#### REQUIREMENTS:
Write out the listing exactly as it is given.

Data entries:
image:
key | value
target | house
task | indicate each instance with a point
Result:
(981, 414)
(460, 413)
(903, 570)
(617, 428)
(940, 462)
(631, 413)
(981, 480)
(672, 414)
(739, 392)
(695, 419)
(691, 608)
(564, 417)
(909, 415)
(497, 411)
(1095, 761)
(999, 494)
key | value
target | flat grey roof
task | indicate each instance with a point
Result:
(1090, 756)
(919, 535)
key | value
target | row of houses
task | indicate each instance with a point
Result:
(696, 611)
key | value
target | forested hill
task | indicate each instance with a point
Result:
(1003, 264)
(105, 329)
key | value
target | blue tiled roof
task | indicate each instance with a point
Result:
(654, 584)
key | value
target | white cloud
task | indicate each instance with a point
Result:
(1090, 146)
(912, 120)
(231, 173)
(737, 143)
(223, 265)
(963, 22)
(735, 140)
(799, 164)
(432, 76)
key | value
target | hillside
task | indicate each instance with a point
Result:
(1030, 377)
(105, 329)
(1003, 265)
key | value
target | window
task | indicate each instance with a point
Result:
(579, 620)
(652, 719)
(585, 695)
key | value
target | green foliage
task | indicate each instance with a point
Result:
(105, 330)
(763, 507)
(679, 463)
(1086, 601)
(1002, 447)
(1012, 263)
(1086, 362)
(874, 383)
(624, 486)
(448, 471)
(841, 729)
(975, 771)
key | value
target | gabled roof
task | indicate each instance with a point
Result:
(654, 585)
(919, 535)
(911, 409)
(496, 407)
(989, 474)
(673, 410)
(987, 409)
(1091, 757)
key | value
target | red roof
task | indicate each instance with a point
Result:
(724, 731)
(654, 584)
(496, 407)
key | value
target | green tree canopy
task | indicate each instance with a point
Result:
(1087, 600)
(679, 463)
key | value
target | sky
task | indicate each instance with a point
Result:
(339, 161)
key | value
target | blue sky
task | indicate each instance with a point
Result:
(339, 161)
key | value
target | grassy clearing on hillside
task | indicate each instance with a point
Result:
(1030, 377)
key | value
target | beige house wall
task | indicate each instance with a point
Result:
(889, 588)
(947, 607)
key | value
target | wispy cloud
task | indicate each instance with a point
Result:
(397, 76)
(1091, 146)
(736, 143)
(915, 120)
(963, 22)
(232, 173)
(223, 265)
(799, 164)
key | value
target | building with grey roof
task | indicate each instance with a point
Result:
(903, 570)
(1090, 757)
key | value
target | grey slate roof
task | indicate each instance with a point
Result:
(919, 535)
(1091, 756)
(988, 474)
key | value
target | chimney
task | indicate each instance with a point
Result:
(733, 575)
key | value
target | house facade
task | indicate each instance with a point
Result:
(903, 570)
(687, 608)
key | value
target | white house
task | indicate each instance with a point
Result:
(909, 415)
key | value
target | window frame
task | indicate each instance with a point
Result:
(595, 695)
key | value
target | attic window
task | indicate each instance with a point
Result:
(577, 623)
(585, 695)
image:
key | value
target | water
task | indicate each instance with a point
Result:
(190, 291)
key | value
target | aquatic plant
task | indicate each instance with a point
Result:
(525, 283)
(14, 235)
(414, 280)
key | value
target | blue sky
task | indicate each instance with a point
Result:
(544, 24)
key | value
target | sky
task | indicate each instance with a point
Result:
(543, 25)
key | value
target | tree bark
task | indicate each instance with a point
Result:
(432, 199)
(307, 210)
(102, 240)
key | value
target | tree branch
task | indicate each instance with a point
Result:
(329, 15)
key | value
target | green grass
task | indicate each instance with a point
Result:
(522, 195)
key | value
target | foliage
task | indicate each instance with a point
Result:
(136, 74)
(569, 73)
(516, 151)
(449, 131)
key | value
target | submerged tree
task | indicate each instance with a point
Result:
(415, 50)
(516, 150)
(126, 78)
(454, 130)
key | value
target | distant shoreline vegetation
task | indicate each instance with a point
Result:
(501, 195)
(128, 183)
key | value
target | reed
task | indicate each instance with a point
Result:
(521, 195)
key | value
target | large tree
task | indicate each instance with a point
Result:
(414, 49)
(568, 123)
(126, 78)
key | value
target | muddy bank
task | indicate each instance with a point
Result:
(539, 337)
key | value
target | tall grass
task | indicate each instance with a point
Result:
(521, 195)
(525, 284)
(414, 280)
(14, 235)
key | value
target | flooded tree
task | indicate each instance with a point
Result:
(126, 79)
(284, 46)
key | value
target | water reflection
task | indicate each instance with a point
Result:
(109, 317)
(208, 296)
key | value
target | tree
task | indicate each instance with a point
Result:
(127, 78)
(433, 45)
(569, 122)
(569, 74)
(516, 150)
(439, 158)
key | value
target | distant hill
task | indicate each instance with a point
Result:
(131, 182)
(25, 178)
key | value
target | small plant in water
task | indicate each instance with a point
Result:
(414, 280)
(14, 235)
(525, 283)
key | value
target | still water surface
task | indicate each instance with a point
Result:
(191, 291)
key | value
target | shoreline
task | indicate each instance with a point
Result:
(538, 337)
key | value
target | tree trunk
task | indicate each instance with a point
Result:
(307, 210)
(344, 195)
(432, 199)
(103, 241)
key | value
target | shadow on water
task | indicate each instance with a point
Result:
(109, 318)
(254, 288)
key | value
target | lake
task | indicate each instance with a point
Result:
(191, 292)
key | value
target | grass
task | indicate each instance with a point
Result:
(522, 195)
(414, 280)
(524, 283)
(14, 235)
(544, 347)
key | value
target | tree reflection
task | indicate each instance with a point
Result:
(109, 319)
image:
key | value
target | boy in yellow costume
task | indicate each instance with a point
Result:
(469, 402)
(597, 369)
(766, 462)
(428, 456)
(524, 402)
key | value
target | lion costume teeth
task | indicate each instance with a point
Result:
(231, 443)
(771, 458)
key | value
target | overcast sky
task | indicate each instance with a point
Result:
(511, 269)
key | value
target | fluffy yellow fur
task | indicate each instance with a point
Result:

#### EXERCISE ANSWER:
image:
key | value
target | house
task | indicate each instance with a point
Result:
(981, 414)
(460, 413)
(903, 570)
(617, 428)
(940, 462)
(631, 413)
(981, 480)
(672, 414)
(739, 392)
(695, 419)
(691, 608)
(564, 417)
(909, 415)
(497, 411)
(1095, 761)
(999, 494)
key | value
target | flat grey roof
task | indicate each instance with a point
Result:
(1090, 756)
(919, 535)
key | value
target | row of houses
task | indicate each instance with a point
Result:
(696, 611)
key | value
target | forested hill
task | indicate each instance with a point
Result:
(1003, 264)
(105, 329)
key | value
target | blue tiled roof
task | indicate each instance with a point
Result:
(654, 584)
key | value
target | white cloud
task | indicate each instance with a point
Result:
(1090, 146)
(912, 120)
(231, 173)
(737, 143)
(223, 265)
(963, 22)
(735, 140)
(799, 164)
(432, 76)
key | value
target | hillside
task | indicate each instance with a point
Result:
(1030, 377)
(105, 329)
(1003, 265)
key | value
target | window
task | indicate each instance with a point
Result:
(579, 620)
(652, 719)
(585, 695)
key | value
target | green foliage
task | indicate each instance with a point
Result:
(105, 330)
(763, 507)
(679, 463)
(1086, 601)
(1002, 447)
(1012, 263)
(1086, 362)
(874, 383)
(624, 486)
(448, 471)
(841, 729)
(975, 771)
key | value
target | gabled roof
task | indicate each instance with a point
Result:
(654, 585)
(919, 535)
(911, 409)
(496, 407)
(989, 474)
(673, 410)
(987, 409)
(1091, 757)
key | value
target | red roof
task | indicate each instance with a point
Result:
(724, 731)
(654, 584)
(496, 407)
key | value
target | green tree canopy
task | indicate each instance with a point
Result:
(1087, 600)
(679, 463)
key | value
target | sky
task | indicate each instance with a point
Result:
(339, 161)
key | value
target | blue sky
task | indicate each instance with a point
Result:
(339, 161)
key | value
target | grassy clearing on hillside
task | indicate each instance with a point
Result:
(1030, 377)
key | value
target | beige house wall
task | indicate each instance with a point
Result:
(889, 588)
(947, 607)
key | value
target | wispy cloud
task | indicate each instance with a point
Result:
(397, 76)
(1091, 146)
(736, 143)
(915, 120)
(963, 22)
(232, 173)
(223, 265)
(799, 164)
key | value
target | building with grey roof
task | indicate each instance with a point
Result:
(903, 570)
(1090, 757)
key | value
target | grey slate roof
task | indicate each instance with a point
Result:
(919, 535)
(1091, 756)
(988, 474)
key | value
target | chimney
task | indicate each instance with a point
Result:
(733, 575)
key | value
target | house facade
task | indicate each instance with a point
Result:
(903, 570)
(687, 608)
key | value
target | white house
task | indicate each instance with a point
Result:
(909, 415)
key | value
target | window frame
task | indicate each instance with a point
Result:
(595, 695)
key | value
target | attic window
task | indicate each instance with a point
Result:
(577, 623)
(585, 695)
image:
key | value
target | water
task | indicate each instance with a point
Result:
(190, 291)
key | value
target | aquatic plant
task | indicate each instance with a point
Result:
(525, 283)
(14, 235)
(414, 280)
key | value
target | blue sky
task | indicate each instance with a point
Result:
(544, 24)
key | value
target | sky
task | indicate each instance with a point
Result:
(543, 25)
key | value
target | tree bark
task | indicate each instance with a point
Result:
(432, 199)
(307, 210)
(102, 240)
key | value
target | tree branch
task | indicate each instance with a point
Result:
(329, 15)
key | value
target | green grass
task | indicate each instance with a point
Result:
(522, 195)
key | value
target | foliage
task | indicate each instance with a point
Result:
(136, 74)
(569, 73)
(516, 151)
(449, 131)
key | value
target | submerged tree
task | indicate each instance with a point
Result:
(415, 50)
(516, 150)
(126, 78)
(454, 130)
key | value
target | distant shoreline vegetation
task | indicate each instance with a point
Result:
(501, 195)
(128, 183)
key | value
target | reed
task | indicate each instance with a point
Result:
(521, 195)
key | value
target | large tree
task | indicate each instance with a point
Result:
(414, 49)
(568, 123)
(126, 78)
key | value
target | muddy bank
task | indicate each instance with a point
Result:
(539, 337)
key | value
target | tall grass
task | indicate each instance with a point
Result:
(521, 195)
(525, 284)
(414, 280)
(14, 235)
key | value
target | flooded tree
task | indicate each instance with a point
Result:
(126, 79)
(284, 46)
key | value
target | water reflection
task | indicate each instance with a point
Result:
(109, 317)
(208, 296)
key | value
target | tree
task | indicate each instance with a point
Result:
(127, 78)
(433, 45)
(569, 122)
(569, 74)
(516, 150)
(439, 158)
key | value
target | distant hill
task | indicate each instance with a point
Result:
(131, 182)
(25, 178)
key | value
target | small plant in water
task | indicate each instance with a point
Result:
(414, 280)
(14, 235)
(525, 283)
key | value
target | still water surface
task | indicate each instance with a point
Result:
(191, 291)
key | value
target | shoreline
task | indicate each instance with a point
Result:
(538, 337)
key | value
target | tree trunk
task | indicate each instance with a point
Result:
(307, 210)
(344, 195)
(432, 199)
(103, 241)
key | value
target | shadow on water
task | indicate each instance with a point
Result:
(109, 318)
(254, 288)
key | value
target | lake
task | indicate each instance with a point
Result:
(191, 292)
key | value
target | grass
task | indicate each instance with a point
Result:
(522, 195)
(414, 280)
(524, 283)
(14, 235)
(544, 347)
key | value
target | tree reflection
task | indicate each instance with a point
Result:
(109, 319)
image:
key | value
target | boy in yellow costume
task | indicate each instance with a point
Result:
(469, 402)
(597, 369)
(766, 462)
(428, 456)
(524, 402)
key | value
target | lion costume teeth
task | indicate each instance with a point
Result:
(231, 443)
(771, 458)
key | value
target | overcast sky
task | indicate each instance with a point
Result:
(511, 269)
key | value
target | fluffy yellow fur
task | indicate each instance with a point
Result:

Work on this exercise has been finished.